__Document extract__.
──────────

We would first like to clarify a potential misunderstanding that “almost all qualitative examples in the paper use one particular set of constraints (Figures 3 and 6)”. Figures 1, 3, and 6 illustrate the same jet engine bracket problem for presentation continuity. However, we also solve five other problems illustrated in Figures 4 and 5 and discussed in Section 4.2. We have prepared a visual overview of the problem-constraint matrix in the rebuttal pdf. If this does not answer the reviewer’s question for “additional qualitative examples beyond Figure 3”, we kindly ask for clarification.

Failure cases

A few failure cases are discussed in the Appendix of the submission. For example, Figure 10 shows the bracket trained with softplus, SIREN, and WIRE, demonstrating the importance of the model’s inductive bias. Around line 329, we also discuss the impact of the surface sampling strategy, which should ensure that point samples are distributed uniformly and that high-curvature regions are not missed. We observed that naive sampling strategies lack these properties and lead to ridge artifacts that contain all the curvature but are missed during the optimization. We provide a basic illustration here. We discuss another failure mode around line 415: the emergence of latent space structure is sensitive to the diversity constraint.

One could also view the ablations as failure cases. Appendix B.2 and the additional ablation study now contain more examples. We are glad to produce additional figures illustrating these failure modes if the reviewer suggests this would further strengthen the submission.

We thank the reviewer for their considerate review. In the following, we address the three weaknesses.

Task diversity

While we agree that more experiments are almost always better, we would like to present a matrix of problems and constraints that illustrates the variety of considered settings, available in the rebuttal pdf, together with an additional ablation study. Not captured by this matrix are also the differences in domain dimension, shape representation, and problem symmetries (e.g., the jet engine bracket has no symmetries, making this a very general problem). Since this is an unexplored research setting, unfortunately, there does not exist a catalogue of standard problems, so defining each new problem in addition to the main research question is a considerable effort. However, we agree this is necessary to develop this research direction further and hope this is addressed in future work.

Baselines

While the reviewer and we seem to agree that a fully satisfactory comparison to a baseline is difficult to produce, we have followed the reviewer’s advice and implemented at least partially comparable baselines.

Topology optimization

As suggested, we consider classical TO, specifically FeniTop [1] which implements the standard SIMP method with a popular FEM solver. We define a TO problem that is as similar as possible, applying a diagonal force to the top cylindrical pin interface and allowing a 7% volume fraction in the same design region. The other interfaces are fixed in the same way. The shape compliance is minimized for 400 iterations on a 104x172x60 FEM grid (taking 190 min on a 32 core CPU to give a sense of runtime, although a fair timing comparison requires a more nuanced discussion). The produced shape is visualized here.

──────────

__Raw records__.
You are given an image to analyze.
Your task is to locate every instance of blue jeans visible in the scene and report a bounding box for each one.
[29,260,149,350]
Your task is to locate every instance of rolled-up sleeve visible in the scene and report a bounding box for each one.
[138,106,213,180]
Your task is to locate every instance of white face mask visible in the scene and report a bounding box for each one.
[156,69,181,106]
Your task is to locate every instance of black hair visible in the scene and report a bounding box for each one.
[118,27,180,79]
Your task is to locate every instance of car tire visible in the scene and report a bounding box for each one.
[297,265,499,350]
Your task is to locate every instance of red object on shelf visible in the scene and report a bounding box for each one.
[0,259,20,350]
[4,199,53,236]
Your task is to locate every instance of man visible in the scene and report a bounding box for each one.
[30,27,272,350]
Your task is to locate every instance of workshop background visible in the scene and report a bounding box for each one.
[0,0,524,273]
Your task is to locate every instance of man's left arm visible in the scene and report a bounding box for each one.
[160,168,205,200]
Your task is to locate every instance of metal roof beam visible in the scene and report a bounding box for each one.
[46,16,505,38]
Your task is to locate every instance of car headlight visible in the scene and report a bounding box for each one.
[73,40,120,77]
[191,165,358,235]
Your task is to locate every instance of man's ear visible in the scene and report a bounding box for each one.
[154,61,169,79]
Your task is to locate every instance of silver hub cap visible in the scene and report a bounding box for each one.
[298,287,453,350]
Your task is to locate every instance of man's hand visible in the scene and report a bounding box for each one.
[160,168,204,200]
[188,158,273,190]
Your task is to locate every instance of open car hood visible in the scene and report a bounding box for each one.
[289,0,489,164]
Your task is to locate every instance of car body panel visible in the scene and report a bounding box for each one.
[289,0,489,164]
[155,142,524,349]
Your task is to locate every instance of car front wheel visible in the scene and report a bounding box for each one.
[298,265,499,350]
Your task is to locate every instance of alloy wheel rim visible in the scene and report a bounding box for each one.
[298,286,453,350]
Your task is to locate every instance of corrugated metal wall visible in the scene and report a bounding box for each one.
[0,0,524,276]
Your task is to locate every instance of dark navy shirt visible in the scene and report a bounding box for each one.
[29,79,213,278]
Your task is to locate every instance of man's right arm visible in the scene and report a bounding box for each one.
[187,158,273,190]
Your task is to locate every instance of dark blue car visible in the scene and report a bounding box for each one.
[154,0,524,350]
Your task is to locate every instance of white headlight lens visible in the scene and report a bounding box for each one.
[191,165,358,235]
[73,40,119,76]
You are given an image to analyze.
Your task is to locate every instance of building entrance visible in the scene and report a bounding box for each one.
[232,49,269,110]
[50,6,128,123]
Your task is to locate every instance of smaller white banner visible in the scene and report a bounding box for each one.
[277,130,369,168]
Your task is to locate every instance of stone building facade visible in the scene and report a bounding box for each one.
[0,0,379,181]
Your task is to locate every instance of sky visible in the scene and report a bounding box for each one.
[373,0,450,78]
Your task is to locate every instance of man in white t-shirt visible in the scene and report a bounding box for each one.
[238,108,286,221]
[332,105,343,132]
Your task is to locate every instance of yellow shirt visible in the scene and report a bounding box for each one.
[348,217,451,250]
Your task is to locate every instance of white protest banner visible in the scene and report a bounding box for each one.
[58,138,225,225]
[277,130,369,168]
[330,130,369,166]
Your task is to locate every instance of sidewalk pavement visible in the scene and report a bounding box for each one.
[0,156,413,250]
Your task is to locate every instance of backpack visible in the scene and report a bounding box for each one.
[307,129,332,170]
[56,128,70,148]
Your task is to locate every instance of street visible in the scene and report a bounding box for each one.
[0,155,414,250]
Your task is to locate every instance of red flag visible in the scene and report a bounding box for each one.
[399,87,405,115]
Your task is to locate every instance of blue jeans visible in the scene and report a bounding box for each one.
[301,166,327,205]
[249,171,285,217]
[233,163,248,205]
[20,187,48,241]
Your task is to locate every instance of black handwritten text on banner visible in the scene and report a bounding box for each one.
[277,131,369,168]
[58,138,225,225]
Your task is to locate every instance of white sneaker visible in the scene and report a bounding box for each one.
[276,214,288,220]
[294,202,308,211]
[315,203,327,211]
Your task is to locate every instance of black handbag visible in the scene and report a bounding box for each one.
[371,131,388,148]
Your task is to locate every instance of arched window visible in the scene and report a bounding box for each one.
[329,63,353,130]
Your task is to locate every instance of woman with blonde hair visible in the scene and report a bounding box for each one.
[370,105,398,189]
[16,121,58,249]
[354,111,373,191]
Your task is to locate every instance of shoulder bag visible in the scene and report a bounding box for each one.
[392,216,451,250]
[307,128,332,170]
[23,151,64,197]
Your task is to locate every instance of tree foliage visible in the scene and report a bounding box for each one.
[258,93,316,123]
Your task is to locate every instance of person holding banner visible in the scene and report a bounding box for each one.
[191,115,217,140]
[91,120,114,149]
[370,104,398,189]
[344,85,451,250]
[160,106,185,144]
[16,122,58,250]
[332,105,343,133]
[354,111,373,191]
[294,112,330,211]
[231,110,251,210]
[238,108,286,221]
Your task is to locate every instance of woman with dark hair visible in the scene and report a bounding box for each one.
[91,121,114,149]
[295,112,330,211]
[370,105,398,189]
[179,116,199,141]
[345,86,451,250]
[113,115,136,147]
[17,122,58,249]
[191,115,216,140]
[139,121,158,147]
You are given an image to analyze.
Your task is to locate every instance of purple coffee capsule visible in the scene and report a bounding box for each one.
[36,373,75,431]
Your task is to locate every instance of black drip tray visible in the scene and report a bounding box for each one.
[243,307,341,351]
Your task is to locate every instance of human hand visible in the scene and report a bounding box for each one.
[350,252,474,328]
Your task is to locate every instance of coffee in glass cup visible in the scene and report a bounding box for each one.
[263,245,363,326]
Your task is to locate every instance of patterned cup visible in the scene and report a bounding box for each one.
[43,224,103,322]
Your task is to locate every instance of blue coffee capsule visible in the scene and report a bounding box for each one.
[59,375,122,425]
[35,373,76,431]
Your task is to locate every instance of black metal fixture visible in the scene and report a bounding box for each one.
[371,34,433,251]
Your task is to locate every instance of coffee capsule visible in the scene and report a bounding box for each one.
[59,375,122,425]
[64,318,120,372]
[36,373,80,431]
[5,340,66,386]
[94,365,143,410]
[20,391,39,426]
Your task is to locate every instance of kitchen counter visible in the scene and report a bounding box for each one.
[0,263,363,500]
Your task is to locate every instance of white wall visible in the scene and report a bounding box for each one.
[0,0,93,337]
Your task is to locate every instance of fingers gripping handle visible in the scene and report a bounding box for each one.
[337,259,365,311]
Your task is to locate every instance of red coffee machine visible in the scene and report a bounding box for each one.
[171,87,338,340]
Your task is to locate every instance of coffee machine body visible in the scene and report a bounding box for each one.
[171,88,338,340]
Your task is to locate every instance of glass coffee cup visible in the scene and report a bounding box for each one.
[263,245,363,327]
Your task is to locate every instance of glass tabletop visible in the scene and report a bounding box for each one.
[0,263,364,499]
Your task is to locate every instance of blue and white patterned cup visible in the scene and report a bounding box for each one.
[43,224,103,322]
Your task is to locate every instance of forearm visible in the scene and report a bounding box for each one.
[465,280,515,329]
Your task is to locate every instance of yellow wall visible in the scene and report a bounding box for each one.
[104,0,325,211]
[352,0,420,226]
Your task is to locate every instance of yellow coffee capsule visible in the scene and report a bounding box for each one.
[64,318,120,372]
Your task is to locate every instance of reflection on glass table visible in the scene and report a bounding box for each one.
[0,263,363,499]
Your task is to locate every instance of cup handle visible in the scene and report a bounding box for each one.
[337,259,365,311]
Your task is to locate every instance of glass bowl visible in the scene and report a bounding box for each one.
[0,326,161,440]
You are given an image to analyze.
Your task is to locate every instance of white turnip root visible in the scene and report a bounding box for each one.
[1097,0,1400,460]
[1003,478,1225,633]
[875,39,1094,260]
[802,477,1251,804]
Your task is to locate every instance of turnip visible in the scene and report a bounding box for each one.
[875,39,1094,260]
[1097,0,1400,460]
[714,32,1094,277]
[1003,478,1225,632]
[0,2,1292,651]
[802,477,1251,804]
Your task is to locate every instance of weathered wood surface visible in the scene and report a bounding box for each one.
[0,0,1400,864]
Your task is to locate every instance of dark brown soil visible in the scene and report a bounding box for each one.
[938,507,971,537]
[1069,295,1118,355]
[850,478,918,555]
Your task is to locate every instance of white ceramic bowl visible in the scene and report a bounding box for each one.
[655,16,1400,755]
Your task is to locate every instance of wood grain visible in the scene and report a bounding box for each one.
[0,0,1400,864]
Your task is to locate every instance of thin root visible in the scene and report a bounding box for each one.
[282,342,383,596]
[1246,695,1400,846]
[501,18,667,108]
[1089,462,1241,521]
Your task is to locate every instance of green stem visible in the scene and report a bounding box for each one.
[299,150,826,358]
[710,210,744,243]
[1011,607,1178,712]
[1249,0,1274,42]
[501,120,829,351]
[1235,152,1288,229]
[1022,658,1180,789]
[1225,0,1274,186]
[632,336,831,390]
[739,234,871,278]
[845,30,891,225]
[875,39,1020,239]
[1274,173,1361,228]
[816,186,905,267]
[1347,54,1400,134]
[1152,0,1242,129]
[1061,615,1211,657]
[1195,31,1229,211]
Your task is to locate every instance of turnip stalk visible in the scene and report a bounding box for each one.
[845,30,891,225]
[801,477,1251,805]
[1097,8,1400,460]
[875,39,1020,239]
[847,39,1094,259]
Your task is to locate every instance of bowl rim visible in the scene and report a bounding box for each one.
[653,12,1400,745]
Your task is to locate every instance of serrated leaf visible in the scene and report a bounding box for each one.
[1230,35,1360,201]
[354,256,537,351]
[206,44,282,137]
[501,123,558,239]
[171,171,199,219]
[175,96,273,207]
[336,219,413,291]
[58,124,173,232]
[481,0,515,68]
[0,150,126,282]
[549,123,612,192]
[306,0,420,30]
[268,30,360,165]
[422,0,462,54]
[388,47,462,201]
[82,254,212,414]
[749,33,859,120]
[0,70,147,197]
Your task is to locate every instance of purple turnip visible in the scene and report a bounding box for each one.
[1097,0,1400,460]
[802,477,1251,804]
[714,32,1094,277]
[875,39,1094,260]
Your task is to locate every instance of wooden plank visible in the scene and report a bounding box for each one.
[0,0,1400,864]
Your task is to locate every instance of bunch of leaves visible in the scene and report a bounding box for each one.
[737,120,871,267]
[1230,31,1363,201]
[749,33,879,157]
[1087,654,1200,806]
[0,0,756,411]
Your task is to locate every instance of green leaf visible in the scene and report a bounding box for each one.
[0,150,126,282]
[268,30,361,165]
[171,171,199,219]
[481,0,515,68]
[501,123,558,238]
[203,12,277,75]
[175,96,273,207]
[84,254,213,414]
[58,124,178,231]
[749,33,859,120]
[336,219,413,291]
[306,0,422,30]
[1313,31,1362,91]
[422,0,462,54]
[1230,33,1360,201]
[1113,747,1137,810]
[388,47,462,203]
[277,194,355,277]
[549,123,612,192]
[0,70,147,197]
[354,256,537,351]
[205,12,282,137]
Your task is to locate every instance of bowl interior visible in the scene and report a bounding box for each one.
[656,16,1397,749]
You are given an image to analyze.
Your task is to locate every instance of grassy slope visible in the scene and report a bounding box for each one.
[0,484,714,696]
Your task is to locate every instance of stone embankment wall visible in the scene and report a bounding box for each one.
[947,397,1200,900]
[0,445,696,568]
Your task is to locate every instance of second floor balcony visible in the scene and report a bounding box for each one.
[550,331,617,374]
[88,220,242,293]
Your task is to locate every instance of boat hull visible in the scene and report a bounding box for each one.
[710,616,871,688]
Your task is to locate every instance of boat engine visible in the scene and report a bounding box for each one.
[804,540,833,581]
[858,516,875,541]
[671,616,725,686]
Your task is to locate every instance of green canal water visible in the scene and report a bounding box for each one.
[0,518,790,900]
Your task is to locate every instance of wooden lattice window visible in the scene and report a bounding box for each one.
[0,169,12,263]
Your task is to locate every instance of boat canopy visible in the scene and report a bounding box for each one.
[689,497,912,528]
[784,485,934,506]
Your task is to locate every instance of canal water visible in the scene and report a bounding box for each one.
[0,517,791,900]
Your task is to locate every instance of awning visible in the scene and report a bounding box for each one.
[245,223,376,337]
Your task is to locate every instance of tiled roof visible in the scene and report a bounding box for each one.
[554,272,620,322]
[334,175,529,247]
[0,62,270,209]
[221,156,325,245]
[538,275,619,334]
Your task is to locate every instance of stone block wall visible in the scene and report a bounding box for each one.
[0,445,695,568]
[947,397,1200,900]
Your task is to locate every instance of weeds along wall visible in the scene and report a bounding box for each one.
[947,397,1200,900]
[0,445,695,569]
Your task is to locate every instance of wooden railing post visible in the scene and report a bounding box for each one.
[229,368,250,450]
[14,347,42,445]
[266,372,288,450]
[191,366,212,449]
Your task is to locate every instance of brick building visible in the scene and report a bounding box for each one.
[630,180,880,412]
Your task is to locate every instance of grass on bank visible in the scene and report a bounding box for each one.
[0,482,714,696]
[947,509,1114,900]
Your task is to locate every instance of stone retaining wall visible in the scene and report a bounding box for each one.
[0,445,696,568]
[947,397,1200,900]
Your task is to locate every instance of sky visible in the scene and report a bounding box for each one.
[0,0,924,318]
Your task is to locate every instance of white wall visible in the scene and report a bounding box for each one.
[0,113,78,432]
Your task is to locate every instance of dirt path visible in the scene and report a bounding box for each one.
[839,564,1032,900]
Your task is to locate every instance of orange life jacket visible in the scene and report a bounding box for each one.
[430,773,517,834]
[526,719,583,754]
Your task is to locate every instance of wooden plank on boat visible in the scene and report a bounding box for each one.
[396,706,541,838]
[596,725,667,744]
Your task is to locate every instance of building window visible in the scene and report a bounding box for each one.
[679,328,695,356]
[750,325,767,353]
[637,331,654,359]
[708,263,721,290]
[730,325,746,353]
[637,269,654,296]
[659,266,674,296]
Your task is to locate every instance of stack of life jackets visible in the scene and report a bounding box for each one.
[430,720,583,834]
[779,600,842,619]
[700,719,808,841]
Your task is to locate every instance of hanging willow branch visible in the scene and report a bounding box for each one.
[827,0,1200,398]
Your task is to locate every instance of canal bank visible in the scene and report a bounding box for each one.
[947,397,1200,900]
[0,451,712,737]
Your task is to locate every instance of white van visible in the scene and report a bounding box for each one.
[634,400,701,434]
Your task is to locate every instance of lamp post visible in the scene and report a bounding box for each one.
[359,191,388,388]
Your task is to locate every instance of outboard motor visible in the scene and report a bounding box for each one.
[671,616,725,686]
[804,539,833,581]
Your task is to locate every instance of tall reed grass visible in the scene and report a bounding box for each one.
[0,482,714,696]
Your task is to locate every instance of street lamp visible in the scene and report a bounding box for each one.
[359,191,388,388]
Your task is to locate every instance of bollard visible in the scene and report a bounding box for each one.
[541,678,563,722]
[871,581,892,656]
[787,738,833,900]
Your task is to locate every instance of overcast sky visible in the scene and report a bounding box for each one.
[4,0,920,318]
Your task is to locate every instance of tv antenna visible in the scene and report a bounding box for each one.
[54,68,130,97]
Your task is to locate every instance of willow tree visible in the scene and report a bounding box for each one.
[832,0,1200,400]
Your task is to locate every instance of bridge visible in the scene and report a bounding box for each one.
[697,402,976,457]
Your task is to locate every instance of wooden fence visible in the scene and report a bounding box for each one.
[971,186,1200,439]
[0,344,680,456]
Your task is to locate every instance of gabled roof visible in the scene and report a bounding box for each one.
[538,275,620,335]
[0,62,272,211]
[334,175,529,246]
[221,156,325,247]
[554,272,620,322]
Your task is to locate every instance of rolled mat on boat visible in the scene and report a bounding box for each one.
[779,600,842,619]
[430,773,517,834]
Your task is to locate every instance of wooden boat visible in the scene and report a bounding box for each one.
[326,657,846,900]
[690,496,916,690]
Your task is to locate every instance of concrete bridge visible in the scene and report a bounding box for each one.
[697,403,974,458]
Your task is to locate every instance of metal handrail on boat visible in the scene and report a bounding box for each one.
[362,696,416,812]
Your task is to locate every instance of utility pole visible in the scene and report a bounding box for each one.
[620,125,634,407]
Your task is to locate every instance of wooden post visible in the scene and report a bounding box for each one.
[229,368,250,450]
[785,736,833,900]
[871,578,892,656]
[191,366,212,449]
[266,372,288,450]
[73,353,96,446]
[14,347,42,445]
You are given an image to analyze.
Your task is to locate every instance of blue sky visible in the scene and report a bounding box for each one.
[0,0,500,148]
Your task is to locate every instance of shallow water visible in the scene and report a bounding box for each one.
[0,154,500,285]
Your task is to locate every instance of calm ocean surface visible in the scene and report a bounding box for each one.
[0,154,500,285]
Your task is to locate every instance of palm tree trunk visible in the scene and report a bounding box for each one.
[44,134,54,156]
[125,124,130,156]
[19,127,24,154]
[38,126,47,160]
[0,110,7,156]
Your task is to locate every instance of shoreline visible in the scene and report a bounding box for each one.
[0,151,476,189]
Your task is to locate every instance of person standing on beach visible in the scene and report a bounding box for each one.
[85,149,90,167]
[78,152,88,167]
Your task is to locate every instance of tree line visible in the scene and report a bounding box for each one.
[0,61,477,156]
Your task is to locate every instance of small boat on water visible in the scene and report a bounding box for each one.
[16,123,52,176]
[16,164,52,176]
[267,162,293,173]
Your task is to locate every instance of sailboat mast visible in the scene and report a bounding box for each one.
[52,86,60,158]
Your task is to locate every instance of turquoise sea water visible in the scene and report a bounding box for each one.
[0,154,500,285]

──────────

__Requests__.
a. Condense the paragraph of the rebuttal that begins "A few failure cases are discussed" into a bulleted list that keeps its main facts.
b. Continue the rebuttal, starting right after its final sentence about the shape produced with FeniTop.

__The results__.
a.
- The submission's Appendix discusses a few failure cases.
- Figure 10 shows the bracket trained with softplus, SIREN, and WIRE, demonstrating the importance of the model's inductive bias.
- Around line 329: the surface sampling strategy should distribute point samples uniformly and not miss high-curvature regions. Naive strategies lack these properties and produce ridge artifacts that contain all the curvature but are missed during optimization. A basic illustration is provided.
- Around line 415: the emergence of latent space structure is sensitive to the diversity constraint.

b.
Then, we compute the surface strain (the objective we use) for this TO shape and, conversely, the compliance for a GINN shape (Section 4.2; illustrated in the penultimate column of Figure 3). Unsurprisingly, both shapes perform best at the objective they were optimized for while also satisfying the constraints up to the relevant precision. At the very least, this serves as a sanity check and confirmation of the constraint satisfaction.

Human-expert dataset

A unique aspect of GINN is the data-free shape generative aspect. Comparison to classical TO is trivial since it is inherently limited to a single solution, and its diversity would be 0. Instead, we use the simJEB [2] dataset to give some intuitive estimate on the diversity of the produced results. The dataset is due to a design challenge on a related problem described in Section 4.2. The shapes in the dataset are produced by human experts, many of whom also used topology optimization. To compute the diversity metric, we sample 196 clean shapes from the simJEB dataset and 14x14 equidistant samples from the 2d latent space generative GINN model.

Even though these sets are not directly comparable as they optimize for different objectives, this comparison indicates that GINNs can produce diversity on the same and larger magnitude as a dataset that required an estimated collective effort of 14 expert human years [2].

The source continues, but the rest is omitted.